** Start Text shown **
The configuration shown in FIG. 1 being described above, in the description which follows, only differences in configuration compared to the configuration shown in FIG. 1 are highlighted.

In the example of FIG. 2, the supply network 1 according to the first transition configuration is shown.

The circuit breaker 28 is in the open position. For example, the circuit breaker 28 is configured to be tilted to the open position manually by an operator. In another example, the circuit breaker 28 is configured to be controlled automatically by the relay 56 being connected to a modification system, not shown, of the supply network 1. The circuit breaker 28 is for example controlled in the open position, in particular in order to preparing a subsequent electrical separation of the mesh 4 of the first and second power source S1, S2.

The bar 14 is thus not supplied. Equipment connected to the bar 14 is no longer supplied. To replenish the bar 14, for example, the circuit breakers 30 and 32 are switched, automatically or manually, in the closed position and the bar 14 thus supplied by the second power source S2, as illustrated in FIG. 3.

In the example of FIG. 3, the supply network 1 according to the second transition configuration is shown.

The circuit breakers 30 and 32 are in the closed position and only the circuit breaker 28 is in the open position.

The circuit breaker 28 is associated with relay 56, of the pair 72 of relays.

The local bar of relay 56, that is to say the bar 14, supplied by the second power source S2, is at a high voltage level.

The remote bar of relay 56, that is to say the bar 12, supplied by the first power source S1, is at a high voltage level.

In addition, the circuit breaker 26 associated with the other relay 54 of the pair 72 of relays is in the closed position.
** End Text shown **
Task instructions:
- A) Revise the supply network description by rewriting the stretch from "In the example of FIG. 3, the" through "only the circuit breaker 28 is in the open position." with "second transition configuration" replaced by "intermediate transition configuration".
- B) Summarize the supply network description in two sentences.
** Start Material **
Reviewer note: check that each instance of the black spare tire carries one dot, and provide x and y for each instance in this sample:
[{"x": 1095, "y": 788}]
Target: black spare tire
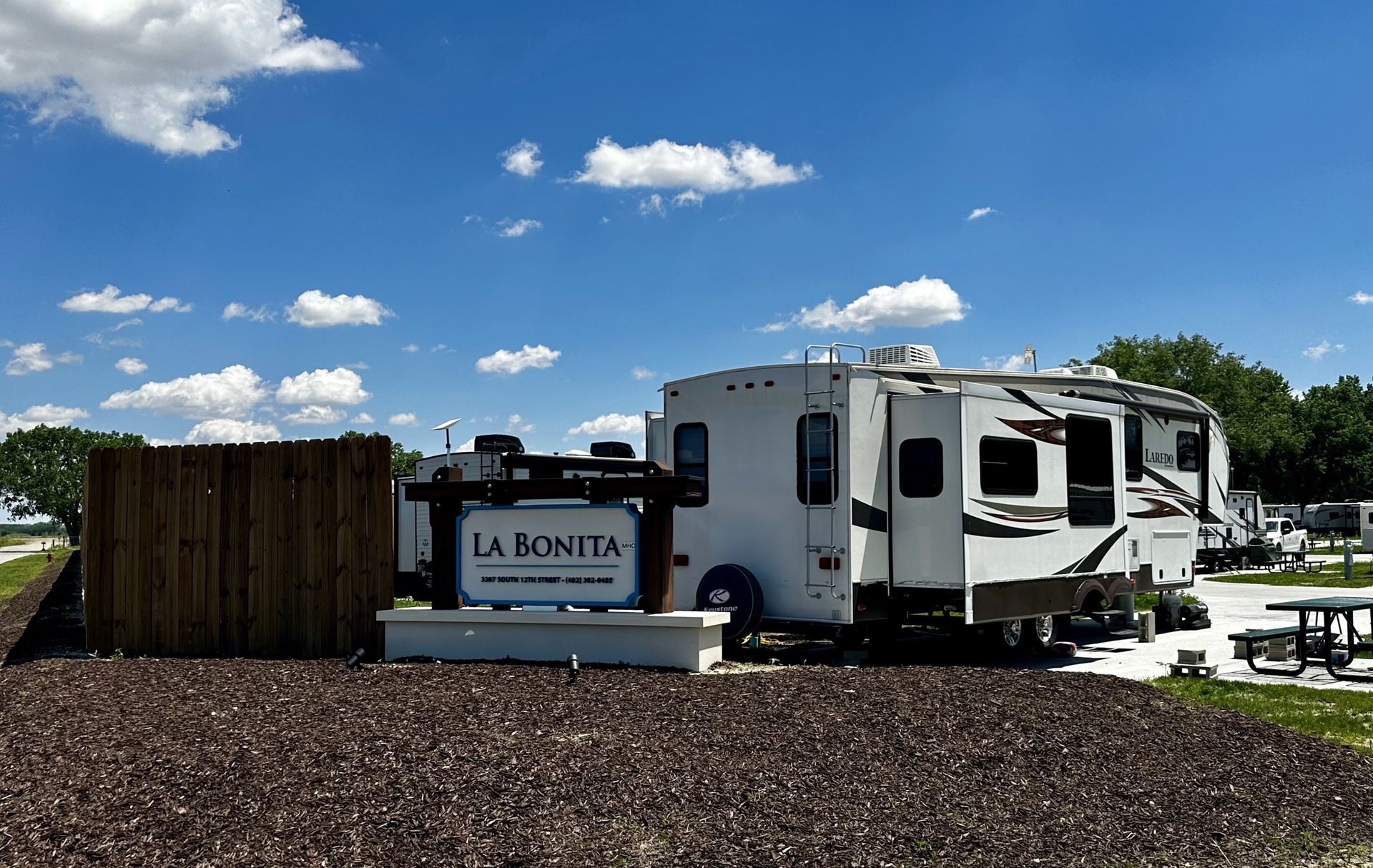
[{"x": 735, "y": 590}]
** End Material **
Worked solutions:
- A)
In the example of FIG. 3, the supply network 1 according to the intermediate transition configuration is shown.

The circuit breakers 30 and 32 are in the closed position and only the circuit breaker 28 is in the open position.

- B) In the first transition configuration shown in FIG. 2, circuit breaker 28 is in the open position, so bar 14 and the equipment connected to it are no longer supplied. In the second transition configuration shown in FIG. 3, circuit breakers 30 and 32 are closed and only circuit breaker 28 is open, so bar 14 is supplied by the second power source S2 and bar 12 by the first power source S1, both at a high voltage level.